PROVIDED PASSAGE:

---

Studio album by Billy Preston
- Released: May 3, 1974
- Recorded: October 1973
- Studio: Record Plant (Los Angeles); Westlake Audio (Hollywood); A&M (Hollywood);
- Genre: Soul, funk, rock
- Length: 32:48
- Label: A&M
- Producer: Billy Preston

Billy Preston chronology
| Live European Tour 1973 (1974) | The Kids & Me (1974) | It's My Pleasure (1975) |

= The Kids & Me =

The Kids & Me is the ninth studio album by Billy Preston, released in 1974, after his famous tour in Europe. This album included "You Are So Beautiful", later covered by Joe Cocker, and the hit single "Nothing from Nothing".

The album's dedication, reflected in the title, was to St. Elmo's Village, an inner-city children's recreation centre, located in mid-city Los Angeles.

---

PROVIDED INFORMATION:
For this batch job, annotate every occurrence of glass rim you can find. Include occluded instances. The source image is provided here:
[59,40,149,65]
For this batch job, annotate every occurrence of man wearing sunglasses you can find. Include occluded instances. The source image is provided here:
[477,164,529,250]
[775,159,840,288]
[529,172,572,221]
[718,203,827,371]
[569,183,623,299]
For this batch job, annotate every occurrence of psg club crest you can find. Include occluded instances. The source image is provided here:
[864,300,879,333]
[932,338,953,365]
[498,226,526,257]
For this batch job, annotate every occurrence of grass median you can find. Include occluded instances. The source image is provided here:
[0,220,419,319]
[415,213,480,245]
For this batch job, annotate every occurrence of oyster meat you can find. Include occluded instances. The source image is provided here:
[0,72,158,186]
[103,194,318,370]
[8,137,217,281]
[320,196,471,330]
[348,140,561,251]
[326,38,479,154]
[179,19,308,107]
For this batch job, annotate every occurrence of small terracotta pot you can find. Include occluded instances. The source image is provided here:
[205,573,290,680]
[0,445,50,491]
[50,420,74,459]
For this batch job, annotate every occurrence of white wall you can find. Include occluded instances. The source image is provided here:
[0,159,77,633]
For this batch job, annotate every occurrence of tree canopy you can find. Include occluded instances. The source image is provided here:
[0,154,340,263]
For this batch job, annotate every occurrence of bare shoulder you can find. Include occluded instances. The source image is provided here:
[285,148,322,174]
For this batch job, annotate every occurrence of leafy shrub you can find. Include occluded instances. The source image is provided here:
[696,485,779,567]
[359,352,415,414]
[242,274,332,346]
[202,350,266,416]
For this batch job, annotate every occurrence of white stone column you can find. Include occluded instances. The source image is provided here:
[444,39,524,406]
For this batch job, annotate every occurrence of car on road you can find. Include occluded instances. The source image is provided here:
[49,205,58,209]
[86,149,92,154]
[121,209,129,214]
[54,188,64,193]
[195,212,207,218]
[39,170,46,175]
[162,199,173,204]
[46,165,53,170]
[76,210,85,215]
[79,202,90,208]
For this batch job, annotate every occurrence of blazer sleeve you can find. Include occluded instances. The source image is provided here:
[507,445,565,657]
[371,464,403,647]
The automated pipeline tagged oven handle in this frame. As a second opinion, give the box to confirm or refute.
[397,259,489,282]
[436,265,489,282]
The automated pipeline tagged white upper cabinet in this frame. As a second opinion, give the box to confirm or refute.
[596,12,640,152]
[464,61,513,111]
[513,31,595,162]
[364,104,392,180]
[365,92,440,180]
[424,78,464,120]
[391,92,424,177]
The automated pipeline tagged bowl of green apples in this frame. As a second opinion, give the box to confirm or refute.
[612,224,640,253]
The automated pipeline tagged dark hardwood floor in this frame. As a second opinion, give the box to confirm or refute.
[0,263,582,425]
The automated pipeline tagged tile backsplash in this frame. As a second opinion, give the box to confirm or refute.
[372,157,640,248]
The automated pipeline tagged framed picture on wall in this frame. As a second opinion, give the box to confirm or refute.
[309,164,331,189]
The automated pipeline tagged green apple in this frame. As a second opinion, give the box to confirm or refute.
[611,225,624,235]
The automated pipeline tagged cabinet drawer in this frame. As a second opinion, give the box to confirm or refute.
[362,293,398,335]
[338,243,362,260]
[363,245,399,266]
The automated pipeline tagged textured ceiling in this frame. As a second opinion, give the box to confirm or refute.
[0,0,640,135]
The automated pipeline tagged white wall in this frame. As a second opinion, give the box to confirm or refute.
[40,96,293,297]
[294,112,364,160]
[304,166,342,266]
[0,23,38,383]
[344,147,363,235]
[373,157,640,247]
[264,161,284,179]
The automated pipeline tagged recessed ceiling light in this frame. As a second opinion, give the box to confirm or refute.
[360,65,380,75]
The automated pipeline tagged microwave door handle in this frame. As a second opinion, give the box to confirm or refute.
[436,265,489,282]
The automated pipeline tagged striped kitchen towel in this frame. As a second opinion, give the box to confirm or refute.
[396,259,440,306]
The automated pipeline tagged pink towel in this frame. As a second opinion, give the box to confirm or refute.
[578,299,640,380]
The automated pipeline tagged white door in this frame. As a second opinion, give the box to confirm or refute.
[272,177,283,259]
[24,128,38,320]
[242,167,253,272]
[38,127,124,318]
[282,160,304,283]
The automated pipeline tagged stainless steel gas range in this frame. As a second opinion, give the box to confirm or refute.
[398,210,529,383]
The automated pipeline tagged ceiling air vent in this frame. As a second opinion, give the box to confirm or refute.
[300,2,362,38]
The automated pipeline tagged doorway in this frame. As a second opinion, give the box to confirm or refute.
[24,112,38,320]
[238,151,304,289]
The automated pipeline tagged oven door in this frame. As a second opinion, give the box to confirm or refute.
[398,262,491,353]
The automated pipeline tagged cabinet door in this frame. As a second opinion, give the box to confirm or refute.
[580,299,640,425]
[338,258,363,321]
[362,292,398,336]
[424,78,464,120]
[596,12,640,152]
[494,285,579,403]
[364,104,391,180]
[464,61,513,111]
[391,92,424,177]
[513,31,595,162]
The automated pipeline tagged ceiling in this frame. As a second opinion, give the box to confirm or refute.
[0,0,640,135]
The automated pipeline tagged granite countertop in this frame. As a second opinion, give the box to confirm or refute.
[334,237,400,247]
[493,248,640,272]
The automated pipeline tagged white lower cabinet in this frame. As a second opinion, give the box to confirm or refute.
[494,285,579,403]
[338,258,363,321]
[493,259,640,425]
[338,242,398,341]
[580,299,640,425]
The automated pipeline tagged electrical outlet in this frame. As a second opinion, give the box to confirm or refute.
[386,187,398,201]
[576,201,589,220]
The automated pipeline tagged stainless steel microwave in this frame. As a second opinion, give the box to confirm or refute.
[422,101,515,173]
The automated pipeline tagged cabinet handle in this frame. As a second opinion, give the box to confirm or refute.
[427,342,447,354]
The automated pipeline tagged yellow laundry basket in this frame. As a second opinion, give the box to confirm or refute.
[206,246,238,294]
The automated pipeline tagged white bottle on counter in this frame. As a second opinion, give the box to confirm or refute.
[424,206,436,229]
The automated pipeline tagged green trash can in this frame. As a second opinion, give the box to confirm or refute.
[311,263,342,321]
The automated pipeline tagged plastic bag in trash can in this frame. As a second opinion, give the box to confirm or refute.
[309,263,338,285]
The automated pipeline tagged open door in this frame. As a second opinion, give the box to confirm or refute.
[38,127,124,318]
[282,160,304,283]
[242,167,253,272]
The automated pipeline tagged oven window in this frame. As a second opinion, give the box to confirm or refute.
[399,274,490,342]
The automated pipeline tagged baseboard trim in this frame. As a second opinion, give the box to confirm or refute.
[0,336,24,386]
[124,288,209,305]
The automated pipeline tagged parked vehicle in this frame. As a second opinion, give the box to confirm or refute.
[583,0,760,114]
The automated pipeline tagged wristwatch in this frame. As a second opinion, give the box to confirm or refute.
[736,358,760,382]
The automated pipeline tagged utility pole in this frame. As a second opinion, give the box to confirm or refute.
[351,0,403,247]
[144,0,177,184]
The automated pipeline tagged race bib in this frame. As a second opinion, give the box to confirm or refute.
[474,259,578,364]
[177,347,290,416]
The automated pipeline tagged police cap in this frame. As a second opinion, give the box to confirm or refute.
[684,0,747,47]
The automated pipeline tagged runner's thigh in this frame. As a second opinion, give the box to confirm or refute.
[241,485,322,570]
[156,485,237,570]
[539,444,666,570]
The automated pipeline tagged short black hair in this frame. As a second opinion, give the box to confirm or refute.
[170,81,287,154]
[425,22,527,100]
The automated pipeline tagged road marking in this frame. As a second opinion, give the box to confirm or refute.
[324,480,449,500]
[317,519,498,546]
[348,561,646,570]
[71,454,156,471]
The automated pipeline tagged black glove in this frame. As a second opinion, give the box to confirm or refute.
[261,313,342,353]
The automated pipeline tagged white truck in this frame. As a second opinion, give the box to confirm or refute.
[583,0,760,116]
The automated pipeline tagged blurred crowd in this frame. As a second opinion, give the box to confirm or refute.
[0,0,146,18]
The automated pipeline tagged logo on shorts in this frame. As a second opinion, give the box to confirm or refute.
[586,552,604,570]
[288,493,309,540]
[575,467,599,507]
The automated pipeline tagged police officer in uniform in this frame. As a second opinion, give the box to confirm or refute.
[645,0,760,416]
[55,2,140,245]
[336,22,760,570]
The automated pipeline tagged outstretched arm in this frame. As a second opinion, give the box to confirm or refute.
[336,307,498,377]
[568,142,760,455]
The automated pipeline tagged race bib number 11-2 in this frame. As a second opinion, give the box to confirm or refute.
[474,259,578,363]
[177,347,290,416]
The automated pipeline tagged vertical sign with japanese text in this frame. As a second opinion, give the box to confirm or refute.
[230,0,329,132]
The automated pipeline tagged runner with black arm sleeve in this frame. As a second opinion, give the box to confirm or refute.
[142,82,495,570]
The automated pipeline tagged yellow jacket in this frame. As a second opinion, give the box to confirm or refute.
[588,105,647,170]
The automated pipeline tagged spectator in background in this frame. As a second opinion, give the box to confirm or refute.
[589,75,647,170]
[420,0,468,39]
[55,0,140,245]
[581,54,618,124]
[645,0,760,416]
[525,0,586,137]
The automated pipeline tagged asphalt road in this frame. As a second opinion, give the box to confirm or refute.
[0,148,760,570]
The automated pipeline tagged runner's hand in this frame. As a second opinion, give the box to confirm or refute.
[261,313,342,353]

---

AIM: In the album entry on The Kids & Me, who later covered "You Are So Beautiful"?

EXPECTED OUTPUT: Joe Cocker